### INSTRUCTIONS TO FOLLOW
Once the line containing "knee, written as integer pixel values." is found, retype it and each line after it through the last entry below, word for word, and nothing else.

### SOURCE MATERIAL
◇ ◇ ◇ ◇

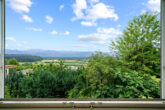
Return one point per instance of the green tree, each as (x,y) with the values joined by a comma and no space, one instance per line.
(139,45)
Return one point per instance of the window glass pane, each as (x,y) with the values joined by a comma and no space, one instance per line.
(82,49)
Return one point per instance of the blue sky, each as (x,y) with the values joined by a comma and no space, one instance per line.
(70,25)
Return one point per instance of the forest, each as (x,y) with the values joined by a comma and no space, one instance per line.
(133,71)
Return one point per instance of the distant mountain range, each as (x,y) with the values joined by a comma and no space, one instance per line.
(50,53)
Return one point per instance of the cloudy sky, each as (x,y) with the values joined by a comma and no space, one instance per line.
(71,25)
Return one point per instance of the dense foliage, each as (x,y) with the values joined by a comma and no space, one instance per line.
(23,58)
(134,71)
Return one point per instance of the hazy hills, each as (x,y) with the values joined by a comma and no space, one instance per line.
(50,53)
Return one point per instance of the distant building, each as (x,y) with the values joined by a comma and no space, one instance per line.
(7,67)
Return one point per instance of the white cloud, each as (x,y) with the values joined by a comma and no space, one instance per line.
(27,18)
(67,33)
(54,32)
(10,39)
(78,8)
(61,7)
(102,36)
(80,45)
(143,11)
(88,23)
(49,19)
(153,5)
(101,11)
(35,29)
(20,6)
(93,11)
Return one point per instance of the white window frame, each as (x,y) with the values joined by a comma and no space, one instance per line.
(83,103)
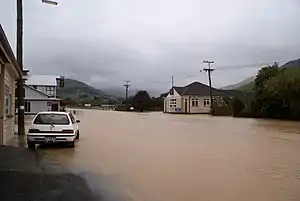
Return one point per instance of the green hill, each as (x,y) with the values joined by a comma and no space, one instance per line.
(79,91)
(248,84)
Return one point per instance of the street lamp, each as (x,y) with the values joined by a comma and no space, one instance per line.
(50,2)
(20,84)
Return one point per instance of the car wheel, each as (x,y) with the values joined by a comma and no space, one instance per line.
(72,144)
(31,145)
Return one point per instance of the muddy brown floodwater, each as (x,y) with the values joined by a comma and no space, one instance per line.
(162,157)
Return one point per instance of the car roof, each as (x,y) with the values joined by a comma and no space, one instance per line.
(52,112)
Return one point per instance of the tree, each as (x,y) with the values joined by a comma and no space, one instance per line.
(141,100)
(260,88)
(277,92)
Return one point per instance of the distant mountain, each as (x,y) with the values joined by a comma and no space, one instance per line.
(116,92)
(248,84)
(120,92)
(81,91)
(239,84)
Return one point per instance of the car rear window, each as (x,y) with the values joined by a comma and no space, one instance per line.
(58,119)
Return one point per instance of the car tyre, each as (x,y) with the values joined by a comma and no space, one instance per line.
(31,145)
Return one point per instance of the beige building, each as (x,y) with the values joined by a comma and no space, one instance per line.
(9,73)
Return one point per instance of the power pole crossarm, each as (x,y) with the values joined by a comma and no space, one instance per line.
(209,70)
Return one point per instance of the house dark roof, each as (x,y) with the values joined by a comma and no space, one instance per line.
(197,88)
(179,90)
(30,87)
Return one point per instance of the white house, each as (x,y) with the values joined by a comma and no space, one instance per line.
(191,99)
(40,93)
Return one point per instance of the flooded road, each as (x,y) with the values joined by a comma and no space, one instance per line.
(161,157)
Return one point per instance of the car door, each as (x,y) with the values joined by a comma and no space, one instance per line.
(74,124)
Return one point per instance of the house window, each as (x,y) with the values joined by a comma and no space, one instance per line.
(206,102)
(7,102)
(172,103)
(50,91)
(195,102)
(27,106)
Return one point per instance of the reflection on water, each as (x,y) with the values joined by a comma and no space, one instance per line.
(161,157)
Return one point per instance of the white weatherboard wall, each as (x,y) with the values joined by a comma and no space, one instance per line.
(33,94)
(178,108)
(38,106)
(200,108)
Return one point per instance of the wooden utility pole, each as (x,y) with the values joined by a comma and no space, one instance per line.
(126,85)
(20,87)
(209,70)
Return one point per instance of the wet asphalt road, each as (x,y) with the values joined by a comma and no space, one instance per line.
(162,157)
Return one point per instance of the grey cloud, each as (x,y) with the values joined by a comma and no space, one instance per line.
(105,42)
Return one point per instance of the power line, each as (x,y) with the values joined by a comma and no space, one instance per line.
(248,65)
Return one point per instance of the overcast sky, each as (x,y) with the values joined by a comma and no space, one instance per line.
(104,42)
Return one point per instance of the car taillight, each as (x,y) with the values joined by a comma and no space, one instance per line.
(31,130)
(67,131)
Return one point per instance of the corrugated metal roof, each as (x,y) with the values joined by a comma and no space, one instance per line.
(41,80)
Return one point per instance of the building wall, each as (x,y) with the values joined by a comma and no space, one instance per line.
(38,106)
(171,108)
(43,89)
(9,120)
(200,108)
(32,94)
(185,103)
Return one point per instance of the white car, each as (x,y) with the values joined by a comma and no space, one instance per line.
(53,127)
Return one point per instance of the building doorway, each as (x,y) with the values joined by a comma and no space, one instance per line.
(54,107)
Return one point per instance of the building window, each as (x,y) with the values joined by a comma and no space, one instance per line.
(50,91)
(27,106)
(195,102)
(7,102)
(206,102)
(172,103)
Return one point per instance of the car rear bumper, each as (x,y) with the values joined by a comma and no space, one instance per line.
(38,138)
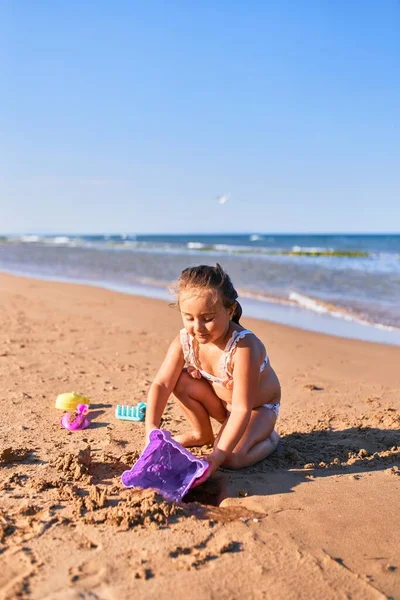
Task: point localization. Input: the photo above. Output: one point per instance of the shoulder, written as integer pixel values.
(247, 344)
(176, 343)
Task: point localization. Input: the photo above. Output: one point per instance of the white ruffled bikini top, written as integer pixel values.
(225, 361)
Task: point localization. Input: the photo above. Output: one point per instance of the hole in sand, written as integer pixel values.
(210, 493)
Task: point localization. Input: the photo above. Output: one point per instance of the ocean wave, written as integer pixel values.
(301, 301)
(321, 307)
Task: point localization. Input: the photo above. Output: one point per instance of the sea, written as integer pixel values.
(344, 285)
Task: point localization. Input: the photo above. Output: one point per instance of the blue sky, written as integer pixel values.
(136, 116)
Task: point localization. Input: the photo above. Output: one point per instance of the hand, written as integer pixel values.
(215, 460)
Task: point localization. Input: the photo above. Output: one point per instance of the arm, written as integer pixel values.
(163, 385)
(246, 375)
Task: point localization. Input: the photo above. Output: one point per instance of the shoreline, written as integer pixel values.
(317, 519)
(343, 325)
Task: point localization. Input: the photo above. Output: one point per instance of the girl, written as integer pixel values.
(217, 369)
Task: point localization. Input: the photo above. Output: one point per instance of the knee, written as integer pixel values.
(237, 460)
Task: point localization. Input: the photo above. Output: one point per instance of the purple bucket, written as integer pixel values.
(165, 466)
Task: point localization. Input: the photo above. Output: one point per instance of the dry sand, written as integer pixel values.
(318, 519)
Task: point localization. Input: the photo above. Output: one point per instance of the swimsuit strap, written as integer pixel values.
(226, 357)
(187, 348)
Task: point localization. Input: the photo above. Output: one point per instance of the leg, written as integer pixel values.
(199, 403)
(258, 441)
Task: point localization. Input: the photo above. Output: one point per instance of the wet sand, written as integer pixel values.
(318, 519)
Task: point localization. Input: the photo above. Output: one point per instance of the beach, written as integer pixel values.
(317, 519)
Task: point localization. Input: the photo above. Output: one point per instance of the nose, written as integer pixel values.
(199, 328)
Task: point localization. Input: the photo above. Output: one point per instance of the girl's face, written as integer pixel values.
(203, 314)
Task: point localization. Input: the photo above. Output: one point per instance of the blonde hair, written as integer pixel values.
(215, 278)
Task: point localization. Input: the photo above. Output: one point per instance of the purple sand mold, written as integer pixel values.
(165, 466)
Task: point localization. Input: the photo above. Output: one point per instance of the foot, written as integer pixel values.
(192, 438)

◇ ◇ ◇ ◇

### RESULT OF THIS EXERCISE
Task: point localization. Input: the photo above. Output: one point per instance of the knee, written as integer pixel values.
(237, 460)
Task: point localization. Input: the photo above. Output: one point per instance of the purple bucket, written as integer pixel values.
(165, 466)
Task: point localization. Input: the photo above. Output: one point per instance of the dry sand, written as integer pixel values.
(318, 519)
Task: point localization. Input: the photo above. Output: one point per instance of the swimsuit strap, written as integer pixel values.
(226, 357)
(187, 348)
Task: point localization. Input: the photo above. Output: one point per instance of the leg, written as integer pixel values.
(199, 403)
(258, 441)
Task: point localization. Input: the photo above. Output: one point per instance of the wet sand, written as integer pixel values.
(318, 519)
Task: point localization. Input: the photo above. Output: one point per instance of the beach, written as integer pixel values.
(317, 519)
Task: point localization. Input: the photo above. Output: one point per instance of the nose, written as integer pixel values.
(199, 328)
Task: point localization. Input: the photo above. Output: one point per instance of the girl's face, written as integer pixel values.
(203, 314)
Task: point localization. Input: the photo above. Output: one point per instance of the blonde hair, written as integer pixel values.
(215, 278)
Task: point localization. Input: the photo above. Output: one point per instance of the purple sand mold, written as integer pixel values.
(165, 466)
Task: point localization. Input: the photo above. Output: one point per instance of the foot, written as integer pixel values.
(192, 438)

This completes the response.